#### What is expected:
Could you output every line of the material below as a numbered list, skipping any blank lines?

#### Records to process:
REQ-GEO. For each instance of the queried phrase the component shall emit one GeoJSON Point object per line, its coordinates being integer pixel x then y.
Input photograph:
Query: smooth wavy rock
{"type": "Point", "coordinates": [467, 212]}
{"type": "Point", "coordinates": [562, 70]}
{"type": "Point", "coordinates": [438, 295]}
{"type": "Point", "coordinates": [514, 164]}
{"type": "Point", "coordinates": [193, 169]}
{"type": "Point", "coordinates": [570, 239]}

#### Answer in full:
1. REQ-GEO. For each instance of the queried phrase the component shall emit one GeoJSON Point object per line, its coordinates being integer pixel x then y.
2. Input photograph:
3. Query: smooth wavy rock
4. {"type": "Point", "coordinates": [467, 212]}
5. {"type": "Point", "coordinates": [562, 70]}
6. {"type": "Point", "coordinates": [438, 295]}
7. {"type": "Point", "coordinates": [514, 164]}
8. {"type": "Point", "coordinates": [193, 169]}
9. {"type": "Point", "coordinates": [570, 239]}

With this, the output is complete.